* _Work request 1_: From the passage on esoteric and exoteric teachings, reproduce the portion between "Religious and philosophical" and "religion and philosophy.", inclusive.
* _Work request 2_: In the passage on esoteric and exoteric teachings, how does the exoteric student treat religious symbols?
* _Work request 3_: Render this sentence from the passage on esoteric and exoteric teachings into Spanish: "The esoteric student understands that religious icons and symbols represent principles and laws of nature, including both the seen and unseen worlds."

Quoted passage below:

Religious and philosophical teachings are divided into two main categories—the esoteric and the exoteric. Historically, the esoteric teachings have been kept secret, given only to those who were deemed ready by Teachers who held the “keys to the kingdom of God.” Whereas a spiritually mature person recognizes that these “keys” are symbolic of revealed truths, someone less spiritually mature would picture in his or her mind actual keys made to fit an actual lock, albeit one not of this world. This is the difference between esoteric and exoteric students of religion and philosophy.
The esoteric student understands that religious icons and symbols represent principles and laws of nature, including both the seen and unseen worlds. The exoteric student takes the symbols literally—Moses actually parted the Red Sea; Jesus, the man, actually sits at the right hand of the Father, etc. While helpful to an undeveloped mind, such literal interpretations can only conceal the more sophisticated and abstract principles they were designed to portray. But, in this Internet age when all knowledge is freely available to nearly everyone, the time has come to speak more openly of the deeper truths of antiquity, lest through misunderstanding, the ideas themselves become symbols, hiding the very truths of which they speak.

End of Quoted passage.
Material supplied below:

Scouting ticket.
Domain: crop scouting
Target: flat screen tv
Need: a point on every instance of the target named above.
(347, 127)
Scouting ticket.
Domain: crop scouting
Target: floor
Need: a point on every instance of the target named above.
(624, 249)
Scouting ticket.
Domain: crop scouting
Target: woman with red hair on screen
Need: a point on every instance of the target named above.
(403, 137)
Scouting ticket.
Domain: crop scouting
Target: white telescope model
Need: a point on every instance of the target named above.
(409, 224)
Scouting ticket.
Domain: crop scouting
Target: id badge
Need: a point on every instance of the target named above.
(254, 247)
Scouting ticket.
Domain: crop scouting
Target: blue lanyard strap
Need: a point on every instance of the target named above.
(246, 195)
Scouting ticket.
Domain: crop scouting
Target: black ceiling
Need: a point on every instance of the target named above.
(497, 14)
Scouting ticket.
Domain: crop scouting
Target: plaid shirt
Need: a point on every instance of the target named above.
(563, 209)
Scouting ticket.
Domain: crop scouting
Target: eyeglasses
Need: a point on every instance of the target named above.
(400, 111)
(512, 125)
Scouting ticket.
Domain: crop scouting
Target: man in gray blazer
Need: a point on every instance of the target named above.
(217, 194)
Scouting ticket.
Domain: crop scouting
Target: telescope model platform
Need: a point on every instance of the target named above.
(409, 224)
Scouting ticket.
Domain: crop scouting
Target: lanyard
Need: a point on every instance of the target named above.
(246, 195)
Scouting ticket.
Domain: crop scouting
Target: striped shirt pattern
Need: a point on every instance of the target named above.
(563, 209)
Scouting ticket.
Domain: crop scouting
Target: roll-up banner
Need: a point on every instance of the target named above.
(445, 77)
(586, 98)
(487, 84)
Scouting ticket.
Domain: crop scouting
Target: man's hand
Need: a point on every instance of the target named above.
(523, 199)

End of Material supplied.

* _Output 1_:
Religious and philosophical teachings are divided into two main categories—the esoteric and the exoteric. Historically, the esoteric teachings have been kept secret, given only to those who were deemed ready by Teachers who held the “keys to the kingdom of God.” Whereas a spiritually mature person recognizes that these “keys” are symbolic of revealed truths, someone less spiritually mature would picture in his or her mind actual keys made to fit an actual lock, albeit one not of this world. This is the difference between esoteric and exoteric students of religion and philosophy.

* _Output 2_: The exoteric student takes the symbols literally.

* _Output 3_: El estudiante esotérico entiende que los íconos y símbolos religiosos representan principios y leyes de la naturaleza, incluidos tanto el mundo visible como el invisible.